== Aim ==
Reproduce each of the items below word for word, leaving out the pictures.

== Recorded data ==
___

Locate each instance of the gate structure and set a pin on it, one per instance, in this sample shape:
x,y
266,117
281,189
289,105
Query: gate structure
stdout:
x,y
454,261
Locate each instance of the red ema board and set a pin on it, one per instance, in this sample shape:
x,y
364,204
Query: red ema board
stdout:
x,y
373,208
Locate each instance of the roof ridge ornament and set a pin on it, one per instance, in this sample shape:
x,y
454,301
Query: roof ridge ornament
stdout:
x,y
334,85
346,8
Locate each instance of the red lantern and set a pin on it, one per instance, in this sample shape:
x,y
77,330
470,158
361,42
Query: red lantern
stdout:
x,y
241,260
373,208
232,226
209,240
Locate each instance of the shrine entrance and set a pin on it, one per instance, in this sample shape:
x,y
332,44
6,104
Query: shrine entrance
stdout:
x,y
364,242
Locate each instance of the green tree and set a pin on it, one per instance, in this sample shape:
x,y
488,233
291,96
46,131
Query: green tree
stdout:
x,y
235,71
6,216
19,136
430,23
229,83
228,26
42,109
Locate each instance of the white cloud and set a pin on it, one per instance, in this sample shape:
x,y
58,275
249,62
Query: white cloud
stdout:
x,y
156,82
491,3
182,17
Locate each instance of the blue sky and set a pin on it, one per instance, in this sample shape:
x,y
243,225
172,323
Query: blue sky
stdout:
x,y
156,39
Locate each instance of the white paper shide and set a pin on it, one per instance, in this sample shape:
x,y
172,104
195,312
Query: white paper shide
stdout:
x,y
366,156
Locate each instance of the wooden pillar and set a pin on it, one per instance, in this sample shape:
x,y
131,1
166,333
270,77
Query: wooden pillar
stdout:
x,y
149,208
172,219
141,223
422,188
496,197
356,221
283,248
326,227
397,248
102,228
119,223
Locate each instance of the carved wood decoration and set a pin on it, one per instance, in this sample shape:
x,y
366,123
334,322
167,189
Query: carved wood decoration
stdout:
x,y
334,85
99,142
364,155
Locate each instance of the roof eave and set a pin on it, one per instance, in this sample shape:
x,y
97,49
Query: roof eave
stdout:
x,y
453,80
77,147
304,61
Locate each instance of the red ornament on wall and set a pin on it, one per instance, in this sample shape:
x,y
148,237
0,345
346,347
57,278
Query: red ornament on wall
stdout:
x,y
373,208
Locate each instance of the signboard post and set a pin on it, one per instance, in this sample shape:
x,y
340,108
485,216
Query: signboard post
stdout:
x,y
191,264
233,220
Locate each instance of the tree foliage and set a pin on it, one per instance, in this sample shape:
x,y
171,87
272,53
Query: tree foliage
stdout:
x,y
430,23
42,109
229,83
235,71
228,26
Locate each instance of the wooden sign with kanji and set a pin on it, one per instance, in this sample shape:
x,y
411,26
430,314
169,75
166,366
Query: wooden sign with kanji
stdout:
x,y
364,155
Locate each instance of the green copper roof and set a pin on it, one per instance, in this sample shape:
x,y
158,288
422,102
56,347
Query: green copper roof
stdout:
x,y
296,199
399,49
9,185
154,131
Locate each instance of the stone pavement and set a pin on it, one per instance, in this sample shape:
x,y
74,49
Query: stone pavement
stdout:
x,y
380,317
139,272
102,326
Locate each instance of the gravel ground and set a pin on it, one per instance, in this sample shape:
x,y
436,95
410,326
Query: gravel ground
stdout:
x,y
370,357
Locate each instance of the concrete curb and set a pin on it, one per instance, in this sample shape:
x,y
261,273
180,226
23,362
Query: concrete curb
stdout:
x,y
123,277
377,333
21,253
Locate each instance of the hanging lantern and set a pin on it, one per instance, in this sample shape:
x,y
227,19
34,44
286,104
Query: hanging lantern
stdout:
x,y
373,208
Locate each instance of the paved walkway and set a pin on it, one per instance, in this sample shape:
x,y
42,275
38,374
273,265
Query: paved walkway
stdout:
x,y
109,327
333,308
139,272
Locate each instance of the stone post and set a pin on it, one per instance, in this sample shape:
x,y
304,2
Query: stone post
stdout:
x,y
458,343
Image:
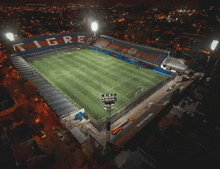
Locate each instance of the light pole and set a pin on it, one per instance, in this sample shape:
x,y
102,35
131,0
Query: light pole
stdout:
x,y
94,27
109,101
10,36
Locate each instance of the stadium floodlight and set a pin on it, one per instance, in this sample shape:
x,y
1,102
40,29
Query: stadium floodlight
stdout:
x,y
94,26
109,103
214,44
10,36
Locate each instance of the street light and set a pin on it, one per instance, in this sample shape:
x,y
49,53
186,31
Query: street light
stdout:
x,y
109,102
214,44
94,26
10,36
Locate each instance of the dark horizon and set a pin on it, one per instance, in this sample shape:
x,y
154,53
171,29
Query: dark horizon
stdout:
x,y
106,1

___

== Correct output ==
Locate each instance of the gate structure and set a pin on it, one per instance, in this sample shape:
x,y
266,117
281,189
289,105
Query: gate structure
stdout:
x,y
454,261
Locate each instance of the red ema board and set a pin on it, one per instance, in this sample shape:
x,y
364,204
Query: red ema board
stdout:
x,y
373,208
Locate each instance of the roof ridge ornament and set a pin on it, one per instance, in this sample shape:
x,y
454,301
Query: roof ridge ornament
stdout:
x,y
334,85
346,8
Locate each instance of the red lantern and set a pin on it, one per instance, in this sample shape:
x,y
77,330
470,158
361,42
Query: red lantern
stdout:
x,y
241,260
373,208
232,226
209,240
Locate each instance of the shrine entrance and set a pin on it, one per instance, in this sample shape:
x,y
332,44
6,104
Query: shrine entrance
stdout:
x,y
364,242
Locate each instance of the green tree and set a pin on it, one per instance, in this sample shape:
x,y
488,233
291,96
46,131
Query: green tree
stdout:
x,y
235,71
6,216
19,136
430,23
229,83
228,26
42,109
Locate each instance of the white cloud and set a pin on it, one per instance, in this sample shape:
x,y
58,275
249,62
Query: white cloud
stdout:
x,y
156,82
491,3
182,17
Locate each instance of the blue sky and set a pin on it, one per instance, in this sample shape:
x,y
243,225
172,323
Query: blue sky
stdout:
x,y
156,39
Locate each instance of the white paper shide and set a pin on it, one per instance, in this sample shape:
x,y
172,104
195,312
Query: white paper shide
stdout:
x,y
366,156
Locate each instance of the wooden pillar and set a pin on it, one per instance, in this sample shape:
x,y
131,1
166,333
270,77
Query: wooden pillar
stdout:
x,y
149,208
172,219
141,223
422,188
496,197
356,221
283,248
326,227
397,248
102,228
119,223
Locate each instance of the carved wood decoration and set a pin on it, one per instance, in this sample shape:
x,y
366,123
334,322
167,189
Query: carved wood decoration
stdout:
x,y
334,85
99,142
364,155
Locate each instance of the roof eave and set a pin on it, one per instance, in this sample shape:
x,y
97,49
Query: roof eave
stdout:
x,y
453,80
77,147
304,61
Locate each instance of the red ornament on wall and set a pin on it, one per instance, in this sample shape:
x,y
148,237
0,345
346,347
57,278
Query: red ornament on wall
stdout:
x,y
373,208
Locate each instance of the signboard post and set a pin on it, one per instance, in this sample shape:
x,y
340,108
485,216
Query: signboard post
stdout:
x,y
191,264
233,220
Locate each instance of the tree foliage and set a pin on it, one per instance, in this sample shape:
x,y
171,87
272,53
Query: tree foliage
stdout:
x,y
430,23
42,109
229,83
235,71
228,26
Locate each instance of the wooden sign with kanji and set a pin on it, one per instance, in this sample shape:
x,y
411,26
430,314
169,75
166,366
Query: wooden sign with kanji
stdout:
x,y
364,155
Locate each instance of the green copper roof and set a pin on it, one per instance, in this sample shape:
x,y
158,288
422,102
56,347
Query: green copper roof
stdout:
x,y
296,199
399,49
9,185
154,131
Locate each instance of the stone pavement and set a pin on it, one per instance, in this sample shape:
x,y
74,49
Query: stone pavement
stdout:
x,y
380,317
139,272
102,326
Locate each instance of the gravel ground and set a pin on it, one per instance, in this sample shape:
x,y
436,95
410,326
Query: gravel ground
stdout:
x,y
370,357
Locate each instance of the concrete curb and set a pin on it, one per instance, in this sample shape:
x,y
261,273
180,226
23,362
Query: concrete curb
stdout:
x,y
123,277
377,333
21,253
Locate each instance of the hanging lantern and set a pin on it, one per instance, in this sample shape:
x,y
227,19
34,44
286,104
Query: hanging lantern
stdout:
x,y
373,208
Locate each instance of the paved walkway and set a pin on it, one per instance, in this sample shape:
x,y
42,275
38,374
273,265
Query: paved walkway
stdout:
x,y
109,327
333,308
139,272
Locate each instance of the stone post and set a pin on it, one per instance, in this sample shape:
x,y
304,2
Query: stone post
stdout:
x,y
458,343
Image:
Locate each instance of the light pole and set a pin on it, one per instance, in this sample shape:
x,y
102,35
131,0
Query: light pole
stdout:
x,y
94,27
109,101
10,36
Locate each instance of the stadium floodlight and set a pin on it, one per instance, in this sample shape:
x,y
1,102
40,29
Query: stadium floodlight
stdout:
x,y
94,26
109,103
214,44
10,36
Locate each instance of the street light and set a pin on it, one per instance, in this sample shape:
x,y
49,53
186,31
Query: street light
stdout:
x,y
109,102
214,44
94,26
10,36
Locate each instance of the dark horizon and set a pin on it, one per instance, in this sample shape:
x,y
154,53
171,29
Query: dark horizon
stdout:
x,y
106,1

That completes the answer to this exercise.